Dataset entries
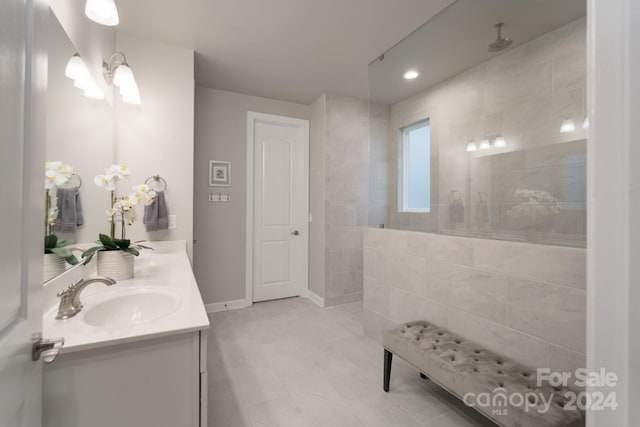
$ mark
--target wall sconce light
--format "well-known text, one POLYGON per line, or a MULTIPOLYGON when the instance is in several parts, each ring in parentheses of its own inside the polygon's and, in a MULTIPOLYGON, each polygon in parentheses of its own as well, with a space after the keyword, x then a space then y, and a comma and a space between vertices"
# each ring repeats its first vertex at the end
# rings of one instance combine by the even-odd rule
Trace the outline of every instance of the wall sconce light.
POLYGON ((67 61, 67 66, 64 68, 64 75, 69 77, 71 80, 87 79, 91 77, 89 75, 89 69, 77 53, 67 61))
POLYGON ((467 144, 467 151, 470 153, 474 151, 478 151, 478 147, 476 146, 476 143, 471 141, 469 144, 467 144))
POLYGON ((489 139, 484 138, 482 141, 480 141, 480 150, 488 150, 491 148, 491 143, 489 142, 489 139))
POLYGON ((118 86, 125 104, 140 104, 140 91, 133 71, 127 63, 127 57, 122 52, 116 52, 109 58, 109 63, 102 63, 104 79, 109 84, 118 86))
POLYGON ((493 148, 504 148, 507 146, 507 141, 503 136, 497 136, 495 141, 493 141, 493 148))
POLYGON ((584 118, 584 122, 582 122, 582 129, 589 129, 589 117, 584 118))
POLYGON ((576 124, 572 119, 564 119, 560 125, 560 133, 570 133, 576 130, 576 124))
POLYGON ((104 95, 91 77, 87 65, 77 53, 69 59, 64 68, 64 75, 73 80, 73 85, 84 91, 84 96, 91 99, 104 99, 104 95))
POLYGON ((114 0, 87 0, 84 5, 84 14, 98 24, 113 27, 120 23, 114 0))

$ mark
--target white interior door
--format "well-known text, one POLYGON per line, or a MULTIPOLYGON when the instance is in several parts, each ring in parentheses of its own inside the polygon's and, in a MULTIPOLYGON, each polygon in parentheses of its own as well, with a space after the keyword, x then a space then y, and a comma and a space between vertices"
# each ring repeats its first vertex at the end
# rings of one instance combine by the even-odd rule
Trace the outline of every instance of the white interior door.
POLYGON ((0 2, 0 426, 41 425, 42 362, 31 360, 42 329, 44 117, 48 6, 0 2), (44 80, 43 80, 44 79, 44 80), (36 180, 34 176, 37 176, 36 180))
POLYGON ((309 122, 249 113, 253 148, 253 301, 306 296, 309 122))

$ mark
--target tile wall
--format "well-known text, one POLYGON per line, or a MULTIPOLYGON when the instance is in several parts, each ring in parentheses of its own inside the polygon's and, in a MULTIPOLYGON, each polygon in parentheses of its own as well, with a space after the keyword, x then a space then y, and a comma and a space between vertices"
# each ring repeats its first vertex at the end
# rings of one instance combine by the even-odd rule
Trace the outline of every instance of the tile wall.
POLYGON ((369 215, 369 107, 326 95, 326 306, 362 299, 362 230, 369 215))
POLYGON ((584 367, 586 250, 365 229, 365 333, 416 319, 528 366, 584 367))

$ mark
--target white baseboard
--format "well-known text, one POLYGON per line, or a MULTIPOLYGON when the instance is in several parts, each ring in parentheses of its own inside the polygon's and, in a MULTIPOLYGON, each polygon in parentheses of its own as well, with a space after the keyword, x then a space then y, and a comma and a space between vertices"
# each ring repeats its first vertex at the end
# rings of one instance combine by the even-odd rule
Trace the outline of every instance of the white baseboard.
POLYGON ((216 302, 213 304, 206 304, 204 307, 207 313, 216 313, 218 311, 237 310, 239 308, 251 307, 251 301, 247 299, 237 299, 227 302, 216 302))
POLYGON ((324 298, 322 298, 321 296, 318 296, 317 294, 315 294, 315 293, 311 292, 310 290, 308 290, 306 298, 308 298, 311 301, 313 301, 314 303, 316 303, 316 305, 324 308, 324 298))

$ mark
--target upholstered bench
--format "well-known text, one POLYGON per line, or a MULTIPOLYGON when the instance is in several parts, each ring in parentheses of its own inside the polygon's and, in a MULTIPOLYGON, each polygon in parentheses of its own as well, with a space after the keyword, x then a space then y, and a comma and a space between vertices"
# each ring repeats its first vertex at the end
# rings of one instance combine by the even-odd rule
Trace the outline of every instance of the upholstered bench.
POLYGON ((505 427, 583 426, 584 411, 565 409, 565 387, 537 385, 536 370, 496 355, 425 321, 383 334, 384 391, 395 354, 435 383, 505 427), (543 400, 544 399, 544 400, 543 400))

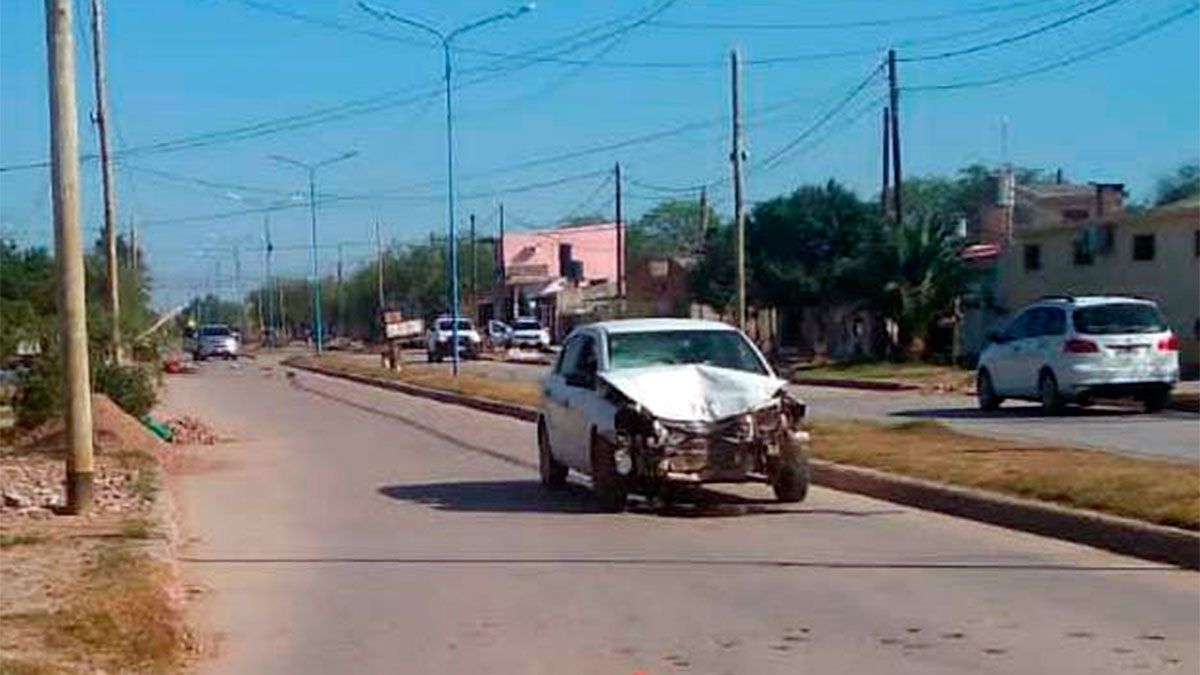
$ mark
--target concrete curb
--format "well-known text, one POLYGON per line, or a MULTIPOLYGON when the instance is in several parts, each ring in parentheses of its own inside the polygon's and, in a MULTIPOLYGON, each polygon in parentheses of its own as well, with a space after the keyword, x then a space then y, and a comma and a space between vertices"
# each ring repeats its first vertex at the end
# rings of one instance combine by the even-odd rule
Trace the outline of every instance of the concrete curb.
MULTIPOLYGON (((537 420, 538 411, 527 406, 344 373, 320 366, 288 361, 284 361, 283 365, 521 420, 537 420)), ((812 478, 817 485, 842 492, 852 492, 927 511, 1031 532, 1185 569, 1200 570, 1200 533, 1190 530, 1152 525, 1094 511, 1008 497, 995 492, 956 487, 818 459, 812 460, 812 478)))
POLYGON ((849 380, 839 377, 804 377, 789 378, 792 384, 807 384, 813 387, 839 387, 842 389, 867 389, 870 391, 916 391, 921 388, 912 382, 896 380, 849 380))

◆ What you are asked to do ◆
Your answer must contain the full data, repeated exactly, without pictures.

◆ Solution for this exercise ◆
$ mark
--target wall sconce light
--format "well-known text, one POLYGON per line, or a MULTIPOLYGON when the instance is in several parts, each ring in parentheses of its own inside the polygon's and, in a MULTIPOLYGON, each polygon in parentheses of its own as well, with a space after the keyword, x then a space then y, and a comma and a space between vertices"
# each ring repeats its first vertex at the end
# rings of one instance combine by the even-odd rule
Trace the outline of every instance of the wall sconce light.
POLYGON ((67 61, 67 66, 64 68, 64 75, 69 77, 71 80, 87 79, 91 77, 89 75, 89 69, 77 53, 67 61))
POLYGON ((467 144, 467 151, 470 153, 474 151, 478 151, 478 147, 476 146, 476 143, 471 141, 469 144, 467 144))
POLYGON ((489 139, 484 138, 482 141, 480 141, 480 150, 488 150, 491 148, 491 143, 489 142, 489 139))
POLYGON ((118 86, 125 104, 140 104, 140 91, 133 71, 127 63, 127 57, 122 52, 116 52, 109 58, 109 63, 102 63, 104 79, 109 84, 118 86))
POLYGON ((493 148, 504 148, 507 146, 507 141, 503 136, 497 136, 495 141, 493 141, 493 148))
POLYGON ((584 118, 584 122, 582 122, 582 129, 589 129, 589 117, 584 118))
POLYGON ((576 124, 572 119, 564 119, 560 125, 560 133, 570 133, 576 130, 576 124))
POLYGON ((104 95, 91 77, 87 65, 77 53, 69 59, 64 68, 64 75, 73 80, 73 85, 84 91, 84 96, 91 99, 104 99, 104 95))
POLYGON ((114 0, 87 0, 84 5, 84 14, 98 24, 113 27, 120 23, 114 0))

$ mark
--target white interior door
--format "well-known text, one POLYGON per line, or a MULTIPOLYGON when the instance is in several parts, each ring in parentheses of its own inside the polygon's and, in a MULTIPOLYGON, each polygon in parentheses of its own as well, with a space after the keyword, x then a space then y, and a comma and a space between vertices"
# each ring repeats its first vertex at the end
# rings of one instance combine by the even-odd rule
Trace the outline of every instance of the white interior door.
POLYGON ((0 2, 0 426, 41 425, 42 362, 31 360, 42 329, 44 117, 48 6, 0 2), (44 80, 43 80, 44 79, 44 80), (36 180, 34 176, 37 176, 36 180))
POLYGON ((309 122, 249 113, 253 148, 253 301, 306 296, 309 122))

$ mark
--target tile wall
--format "well-known text, one POLYGON per line, or a MULTIPOLYGON when the instance is in several parts, each ring in parentheses of its own inside the polygon's and, in a MULTIPOLYGON, each polygon in parentheses of its own as well, with a space after the keyword, x then a space then y, and a comma and a space between vertices"
# each ring repeats its first vertex at the end
# rings of one instance combine by the even-odd rule
Trace the outline of every instance of the tile wall.
POLYGON ((369 215, 369 107, 326 95, 326 306, 362 299, 362 230, 369 215))
POLYGON ((584 367, 586 250, 365 229, 365 333, 416 319, 528 366, 584 367))

$ mark
--target white baseboard
--format "well-known text, one POLYGON per line, or a MULTIPOLYGON when the instance is in several parts, each ring in parentheses of its own inside the polygon's and, in a MULTIPOLYGON, each polygon in parentheses of its own as well, with a space after the keyword, x then a space then y, and a comma and a space between vertices"
# each ring repeats its first vertex at the end
# rings of one instance combine by the even-odd rule
Trace the outline of every instance of the white baseboard.
POLYGON ((216 302, 213 304, 206 304, 204 307, 207 313, 216 313, 218 311, 237 310, 239 308, 251 307, 251 301, 247 299, 237 299, 227 302, 216 302))
POLYGON ((324 298, 322 298, 321 296, 318 296, 317 294, 315 294, 315 293, 311 292, 310 290, 308 290, 306 298, 308 298, 311 301, 313 301, 314 303, 316 303, 316 305, 324 308, 324 298))

$ mark
--target upholstered bench
--format "well-known text, one POLYGON per line, or a MULTIPOLYGON when the instance is in several parts, each ring in parentheses of its own inside the polygon's and, in a MULTIPOLYGON, each polygon in parentheses of its own as well, with a space after the keyword, x then a space then y, and a comma and a space between vertices"
# each ring repeats its first vertex at the end
# rings of one instance combine by the even-odd rule
Trace the outline of every instance of the upholstered bench.
POLYGON ((505 427, 583 426, 584 411, 565 409, 565 387, 537 385, 536 370, 496 355, 425 321, 383 334, 384 391, 395 354, 435 383, 505 427), (543 400, 544 399, 544 400, 543 400))

$ mark
--target concrete curb
--format "well-known text, one POLYGON per line, or a MULTIPOLYGON when the instance is in several parts, each ring in parentheses of its own inside the polygon's and, in a MULTIPOLYGON, each polygon in parentheses of its own as well, with a space after the keyword, x then a space then y, and a comma and a space between vertices"
# each ring repeats its first vertex at the end
# rings of one instance combine by the even-odd rule
Trace the outline of every instance of the concrete curb.
MULTIPOLYGON (((537 420, 538 411, 527 406, 344 373, 320 366, 288 361, 284 361, 283 365, 521 420, 537 420)), ((812 478, 817 485, 842 492, 852 492, 927 511, 1031 532, 1185 569, 1200 570, 1200 533, 1190 530, 1152 525, 1094 511, 1008 497, 995 492, 956 487, 818 459, 812 460, 812 478)))
POLYGON ((849 380, 839 377, 804 377, 789 378, 792 384, 807 384, 813 387, 839 387, 842 389, 867 389, 870 391, 916 391, 921 388, 912 382, 896 380, 849 380))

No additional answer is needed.